-- WHAT TO PRODUCE --
Print, without alteration, the lines below that begin at the line containing "Each instance of the striped" and end with the line containing "pixel 514 891", including both of those lines.

Excerpts from a point labeling dataset
..........

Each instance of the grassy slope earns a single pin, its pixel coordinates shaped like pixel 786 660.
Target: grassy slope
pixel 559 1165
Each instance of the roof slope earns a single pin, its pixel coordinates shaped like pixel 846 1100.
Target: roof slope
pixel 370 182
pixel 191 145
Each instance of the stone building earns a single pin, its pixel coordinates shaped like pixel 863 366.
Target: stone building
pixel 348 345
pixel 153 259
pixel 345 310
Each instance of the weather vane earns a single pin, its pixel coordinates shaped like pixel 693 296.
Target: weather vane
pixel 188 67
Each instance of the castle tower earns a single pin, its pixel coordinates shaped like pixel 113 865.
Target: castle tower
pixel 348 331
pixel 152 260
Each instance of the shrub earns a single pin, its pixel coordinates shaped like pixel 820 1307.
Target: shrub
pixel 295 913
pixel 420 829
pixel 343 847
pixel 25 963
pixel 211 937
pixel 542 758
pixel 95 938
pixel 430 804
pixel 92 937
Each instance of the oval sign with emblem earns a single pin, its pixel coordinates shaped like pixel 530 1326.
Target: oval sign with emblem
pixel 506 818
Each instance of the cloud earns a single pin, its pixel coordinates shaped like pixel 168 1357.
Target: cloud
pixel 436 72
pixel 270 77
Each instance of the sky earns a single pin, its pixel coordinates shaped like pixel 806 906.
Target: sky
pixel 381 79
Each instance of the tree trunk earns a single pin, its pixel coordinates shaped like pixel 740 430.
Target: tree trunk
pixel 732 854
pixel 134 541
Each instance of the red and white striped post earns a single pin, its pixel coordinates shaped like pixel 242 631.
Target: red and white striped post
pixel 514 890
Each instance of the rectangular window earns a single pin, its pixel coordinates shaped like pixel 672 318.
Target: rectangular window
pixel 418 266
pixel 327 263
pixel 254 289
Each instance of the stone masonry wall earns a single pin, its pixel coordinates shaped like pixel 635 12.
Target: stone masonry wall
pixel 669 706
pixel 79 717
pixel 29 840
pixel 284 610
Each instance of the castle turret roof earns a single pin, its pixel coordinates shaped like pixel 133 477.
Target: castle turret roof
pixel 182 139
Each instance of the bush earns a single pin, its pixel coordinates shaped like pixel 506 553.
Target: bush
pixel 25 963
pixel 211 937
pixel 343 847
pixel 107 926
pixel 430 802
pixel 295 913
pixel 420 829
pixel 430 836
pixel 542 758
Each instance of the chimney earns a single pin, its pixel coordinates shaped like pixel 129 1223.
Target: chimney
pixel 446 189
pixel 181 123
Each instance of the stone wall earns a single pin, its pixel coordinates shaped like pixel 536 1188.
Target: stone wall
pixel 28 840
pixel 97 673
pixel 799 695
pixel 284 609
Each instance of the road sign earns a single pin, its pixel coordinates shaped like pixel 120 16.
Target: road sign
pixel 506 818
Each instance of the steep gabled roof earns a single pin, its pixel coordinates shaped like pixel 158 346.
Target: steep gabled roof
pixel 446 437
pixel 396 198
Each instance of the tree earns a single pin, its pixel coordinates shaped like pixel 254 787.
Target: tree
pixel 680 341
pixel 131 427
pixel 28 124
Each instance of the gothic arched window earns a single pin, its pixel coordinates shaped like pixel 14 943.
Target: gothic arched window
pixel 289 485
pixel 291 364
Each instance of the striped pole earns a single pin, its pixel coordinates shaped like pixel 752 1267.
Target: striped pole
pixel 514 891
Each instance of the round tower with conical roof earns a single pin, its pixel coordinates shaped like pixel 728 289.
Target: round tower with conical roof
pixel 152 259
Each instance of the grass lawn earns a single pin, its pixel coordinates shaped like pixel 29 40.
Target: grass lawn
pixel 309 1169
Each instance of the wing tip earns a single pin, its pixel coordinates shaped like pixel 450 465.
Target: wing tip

..........

-- FINAL RESULT --
Each instance of the striped pole earns a single pin, its pixel coordinates shaped like pixel 752 1267.
Target: striped pole
pixel 514 891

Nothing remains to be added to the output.